DATA EXTRACT »
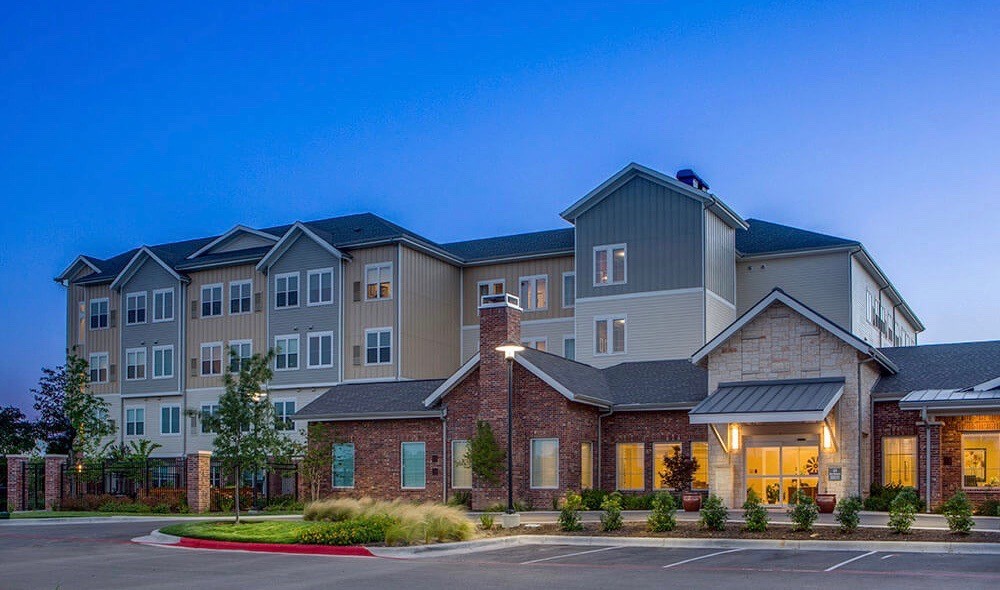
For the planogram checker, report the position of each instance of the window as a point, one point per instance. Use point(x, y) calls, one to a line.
point(569, 347)
point(320, 350)
point(414, 470)
point(163, 305)
point(320, 286)
point(699, 450)
point(99, 313)
point(660, 452)
point(240, 352)
point(240, 297)
point(211, 358)
point(99, 367)
point(461, 475)
point(569, 289)
point(283, 412)
point(378, 281)
point(286, 290)
point(631, 475)
point(545, 463)
point(211, 300)
point(981, 460)
point(286, 352)
point(135, 421)
point(490, 287)
point(378, 346)
point(163, 362)
point(170, 420)
point(534, 293)
point(609, 335)
point(343, 465)
point(609, 265)
point(135, 364)
point(208, 410)
point(586, 466)
point(135, 308)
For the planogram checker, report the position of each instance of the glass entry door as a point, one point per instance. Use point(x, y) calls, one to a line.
point(776, 472)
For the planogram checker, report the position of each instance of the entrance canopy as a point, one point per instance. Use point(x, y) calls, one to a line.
point(789, 400)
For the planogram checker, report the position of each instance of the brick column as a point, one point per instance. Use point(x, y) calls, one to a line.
point(15, 483)
point(53, 480)
point(199, 481)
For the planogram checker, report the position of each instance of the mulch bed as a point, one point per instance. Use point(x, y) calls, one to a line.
point(690, 530)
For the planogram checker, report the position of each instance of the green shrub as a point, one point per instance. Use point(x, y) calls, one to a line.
point(754, 514)
point(611, 520)
point(569, 516)
point(662, 519)
point(804, 513)
point(714, 514)
point(847, 515)
point(958, 512)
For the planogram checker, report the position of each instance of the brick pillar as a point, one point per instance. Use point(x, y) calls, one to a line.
point(199, 481)
point(15, 483)
point(53, 480)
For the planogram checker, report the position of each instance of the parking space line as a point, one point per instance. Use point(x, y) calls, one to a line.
point(569, 555)
point(701, 557)
point(855, 558)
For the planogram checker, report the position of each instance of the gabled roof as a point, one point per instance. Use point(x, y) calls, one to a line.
point(633, 170)
point(777, 295)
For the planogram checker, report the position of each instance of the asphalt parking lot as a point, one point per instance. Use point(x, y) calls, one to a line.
point(102, 556)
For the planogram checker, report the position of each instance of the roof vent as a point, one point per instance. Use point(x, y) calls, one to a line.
point(687, 176)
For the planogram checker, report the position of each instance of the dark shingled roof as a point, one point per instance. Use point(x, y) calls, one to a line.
point(941, 366)
point(390, 397)
point(764, 237)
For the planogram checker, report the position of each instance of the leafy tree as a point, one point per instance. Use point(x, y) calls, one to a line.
point(72, 420)
point(246, 431)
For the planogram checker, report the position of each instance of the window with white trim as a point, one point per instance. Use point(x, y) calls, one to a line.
point(320, 283)
point(163, 305)
point(534, 292)
point(211, 358)
point(99, 313)
point(378, 346)
point(320, 353)
point(211, 300)
point(135, 308)
point(286, 352)
point(378, 281)
point(286, 290)
point(135, 364)
point(240, 297)
point(609, 335)
point(170, 419)
point(163, 361)
point(99, 367)
point(610, 266)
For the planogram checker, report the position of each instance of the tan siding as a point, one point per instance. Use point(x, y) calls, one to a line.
point(511, 273)
point(249, 326)
point(430, 299)
point(361, 315)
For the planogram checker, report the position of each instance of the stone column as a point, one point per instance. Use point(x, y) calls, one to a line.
point(199, 481)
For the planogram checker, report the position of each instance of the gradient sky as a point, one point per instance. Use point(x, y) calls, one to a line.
point(122, 125)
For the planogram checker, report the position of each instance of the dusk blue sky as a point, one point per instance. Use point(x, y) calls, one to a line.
point(122, 126)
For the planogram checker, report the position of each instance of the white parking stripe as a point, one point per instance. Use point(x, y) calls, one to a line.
point(855, 558)
point(569, 555)
point(701, 557)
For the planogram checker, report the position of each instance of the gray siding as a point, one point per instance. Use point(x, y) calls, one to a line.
point(663, 231)
point(150, 276)
point(302, 256)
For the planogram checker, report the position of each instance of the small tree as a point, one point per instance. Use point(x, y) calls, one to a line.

GOAL »
Write out every one of the entries above again, word for word, but leave out the pictures.

EXERCISE ANSWER »
For the planogram checker, report the position of each instance of the window as a point, one point per instance. Use point(x, y) calls, one to a line.
point(569, 347)
point(320, 350)
point(414, 470)
point(163, 305)
point(320, 286)
point(699, 450)
point(99, 313)
point(660, 452)
point(240, 352)
point(240, 297)
point(211, 358)
point(99, 367)
point(461, 475)
point(569, 289)
point(283, 412)
point(378, 281)
point(286, 290)
point(631, 475)
point(545, 463)
point(211, 300)
point(981, 460)
point(286, 352)
point(135, 421)
point(490, 287)
point(378, 346)
point(163, 362)
point(170, 420)
point(534, 293)
point(609, 335)
point(343, 465)
point(609, 265)
point(135, 364)
point(208, 410)
point(586, 466)
point(135, 308)
For the planogram checker, report the position of each instance of the glass entry door as a point, one point per instance. Use point(x, y) calls, one to a line.
point(776, 472)
For the planogram checker, report the position of each instance of the entrance canopy as a point, one point per instance. Use point(x, y) calls, one to a line.
point(789, 400)
For the planogram checker, report the position of each instance of the brick column as a point, one point per instance. Use point(x, y) calls, one to a line.
point(15, 483)
point(53, 480)
point(199, 481)
For the planogram checker, report the position of each instance of the mulch bed as a point, one point per instance. Use point(x, y) calls, one to a line.
point(690, 530)
For the planogram checker, report the position of each instance of the green shrub as a point, one point per instance. Use point(x, y) calls, one to a line.
point(754, 514)
point(611, 520)
point(569, 516)
point(662, 519)
point(804, 513)
point(714, 514)
point(847, 515)
point(958, 512)
For the planogram checker, report the position of each instance of the brick pillar as a point, one point per instance. Use point(x, y) calls, one to a line.
point(199, 481)
point(15, 483)
point(53, 480)
For the planogram checker, report the position of each instance of the parking space line as a point, one point per instance. Use point(x, y) calls, one to a line.
point(569, 555)
point(701, 557)
point(855, 558)
For the planogram checker, report the position of each instance of the gabled roof as a point, one point per instance. Use point(x, y) calls, one to a line.
point(633, 170)
point(777, 295)
For the planogram checker, report the position of each instance of the asphalt parking lot as a point, one point per instance. Use point(x, y) calls, one to a line.
point(102, 556)
For the planogram checker, report the position of each instance of the roof vent as a point, one point per instance. Use point(x, y) calls, one to a line.
point(687, 176)
For the planogram checker, report the position of each instance of the dark shingled roof as a point, one point per instance. Use point(x, y) calls, one to a line.
point(941, 366)
point(390, 397)
point(764, 237)
For the planogram checker, report the position of each instance of the leafy tree as a point, one point per instance. Use point(x, y) calls, one to a line.
point(72, 420)
point(246, 431)
For the planogram checker, report the position of each instance of the window with white trim as a point, one point per instance. Use point(x, y) calls, one to a line.
point(320, 283)
point(163, 305)
point(534, 292)
point(211, 358)
point(99, 313)
point(378, 346)
point(320, 353)
point(211, 300)
point(135, 308)
point(286, 352)
point(378, 281)
point(286, 290)
point(135, 364)
point(240, 297)
point(609, 335)
point(170, 419)
point(163, 361)
point(99, 367)
point(610, 266)
For the planogram checker, report the position of each instance of the tan siding as a point, one point per instance. Use point(x, y) calls, one to a line.
point(511, 273)
point(249, 326)
point(430, 299)
point(361, 315)
For the planogram checker, report the position of each instance of the stone column as a point, one point per instance. Use point(x, y) calls, one to a line.
point(199, 481)
For the planogram checker, report the position of each instance of the gradient sky as a point, one point per instance. Use point(x, y) calls, one to a line.
point(122, 125)
For the planogram checker, report the position of each instance of the dusk blue sky as a point, one point per instance. Use point(x, y) calls, one to a line.
point(122, 126)
For the planogram checker, report the position of each instance of the white parking stripe as a point, one point per instance. Use point(x, y) calls, one to a line.
point(855, 558)
point(569, 555)
point(701, 557)
For the planogram checker, report the position of each instance of the gray siding as a point, one point per instance. Use point(x, y) calls, one to a line.
point(663, 231)
point(150, 276)
point(302, 256)
For the planogram checker, report the position of each instance of the small tree as a point, one point per instance. Use point(x, y) calls, one to a line.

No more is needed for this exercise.